* [WRITTEN PROBLEM]:
Pick out and copy each line below that contains the word "goal".

* [PROVIDED RECORDS]:
-- Start --

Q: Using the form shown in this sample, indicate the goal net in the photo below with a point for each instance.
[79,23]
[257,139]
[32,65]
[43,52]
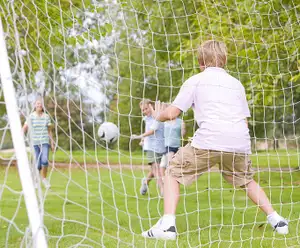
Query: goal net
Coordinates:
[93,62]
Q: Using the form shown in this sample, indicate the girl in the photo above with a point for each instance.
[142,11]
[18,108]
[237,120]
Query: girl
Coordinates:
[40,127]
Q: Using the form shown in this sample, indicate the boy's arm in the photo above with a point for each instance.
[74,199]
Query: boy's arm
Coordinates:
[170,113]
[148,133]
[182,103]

-- End --
-- Start --

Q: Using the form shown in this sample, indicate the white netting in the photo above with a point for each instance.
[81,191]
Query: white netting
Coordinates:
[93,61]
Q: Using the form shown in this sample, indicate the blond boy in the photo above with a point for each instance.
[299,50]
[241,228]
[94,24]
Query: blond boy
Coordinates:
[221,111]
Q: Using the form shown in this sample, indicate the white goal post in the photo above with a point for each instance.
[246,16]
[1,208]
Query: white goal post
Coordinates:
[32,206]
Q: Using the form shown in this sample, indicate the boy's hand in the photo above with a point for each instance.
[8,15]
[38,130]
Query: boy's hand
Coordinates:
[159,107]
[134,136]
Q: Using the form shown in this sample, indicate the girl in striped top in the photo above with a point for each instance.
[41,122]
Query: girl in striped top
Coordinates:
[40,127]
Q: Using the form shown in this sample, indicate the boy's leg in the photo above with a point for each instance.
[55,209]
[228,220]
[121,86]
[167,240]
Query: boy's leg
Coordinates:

-- End --

* [ANSWER TO THE PROBLEM]:
Q: Using the form shown in this sample, indicate the goal net in the photo below with a point for each instance.
Query: goal net
Q: Using the form shown in this sample, indicate the white goal post in the photo above with a point for each instance.
Query: white goal post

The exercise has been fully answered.